_EXERCISE OBJECTIVE:_
Change "simplified" to "coarse" in the stretch from the line containing "calm water surface." through the line containing "113], [203, 110]]]", and give those lines back with nothing else altered.
## START PROVIDED MATERIAL
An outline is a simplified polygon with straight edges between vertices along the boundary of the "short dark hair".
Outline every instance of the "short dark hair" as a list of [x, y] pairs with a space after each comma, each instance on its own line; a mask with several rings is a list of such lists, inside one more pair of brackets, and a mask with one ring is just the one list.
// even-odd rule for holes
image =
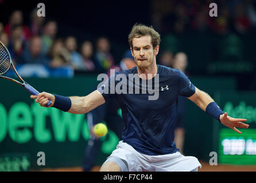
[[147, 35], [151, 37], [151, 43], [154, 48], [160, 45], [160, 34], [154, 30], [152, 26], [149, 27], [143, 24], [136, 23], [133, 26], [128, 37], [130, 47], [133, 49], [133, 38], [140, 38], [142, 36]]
## END PROVIDED MATERIAL
## START PROVIDED MATERIAL
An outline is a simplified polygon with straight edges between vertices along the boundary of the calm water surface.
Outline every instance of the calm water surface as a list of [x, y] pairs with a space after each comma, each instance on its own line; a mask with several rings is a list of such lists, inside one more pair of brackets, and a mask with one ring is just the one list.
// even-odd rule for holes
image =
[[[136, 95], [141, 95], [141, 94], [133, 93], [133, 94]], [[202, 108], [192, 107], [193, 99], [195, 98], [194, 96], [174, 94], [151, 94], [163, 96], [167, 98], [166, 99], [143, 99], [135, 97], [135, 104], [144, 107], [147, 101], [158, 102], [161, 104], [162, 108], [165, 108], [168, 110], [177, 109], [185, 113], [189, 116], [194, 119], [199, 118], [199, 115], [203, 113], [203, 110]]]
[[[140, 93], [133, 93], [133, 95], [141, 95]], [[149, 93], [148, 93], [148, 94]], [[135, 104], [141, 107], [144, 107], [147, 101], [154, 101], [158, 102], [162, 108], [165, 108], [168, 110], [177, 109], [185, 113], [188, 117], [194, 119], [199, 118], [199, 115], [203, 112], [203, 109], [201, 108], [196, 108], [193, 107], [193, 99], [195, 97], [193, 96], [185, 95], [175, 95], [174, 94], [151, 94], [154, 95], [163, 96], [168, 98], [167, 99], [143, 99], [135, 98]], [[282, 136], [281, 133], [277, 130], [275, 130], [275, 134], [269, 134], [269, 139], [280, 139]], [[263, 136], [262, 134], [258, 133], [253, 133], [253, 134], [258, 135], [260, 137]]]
## END PROVIDED MATERIAL
_ANSWER TO THIS EXERCISE:_
An outline is a coarse polygon with straight edges between vertices along the boundary of the calm water surface.
Outline every instance of the calm water surface as a list of [x, y] pairs with a space after each comma, each instance on its own line; a mask with several rings is a list of such lists, inside one more pair of brackets, and a mask with one ring is just the one list.
// even-odd rule for holes
image =
[[[136, 95], [141, 95], [141, 94], [133, 93], [133, 94]], [[202, 108], [192, 107], [193, 99], [195, 98], [194, 96], [174, 94], [151, 94], [163, 96], [167, 98], [166, 99], [143, 99], [135, 97], [135, 104], [144, 107], [147, 101], [158, 102], [161, 104], [162, 108], [165, 108], [168, 110], [177, 109], [185, 113], [189, 116], [194, 119], [199, 118], [199, 115], [203, 113], [203, 110]]]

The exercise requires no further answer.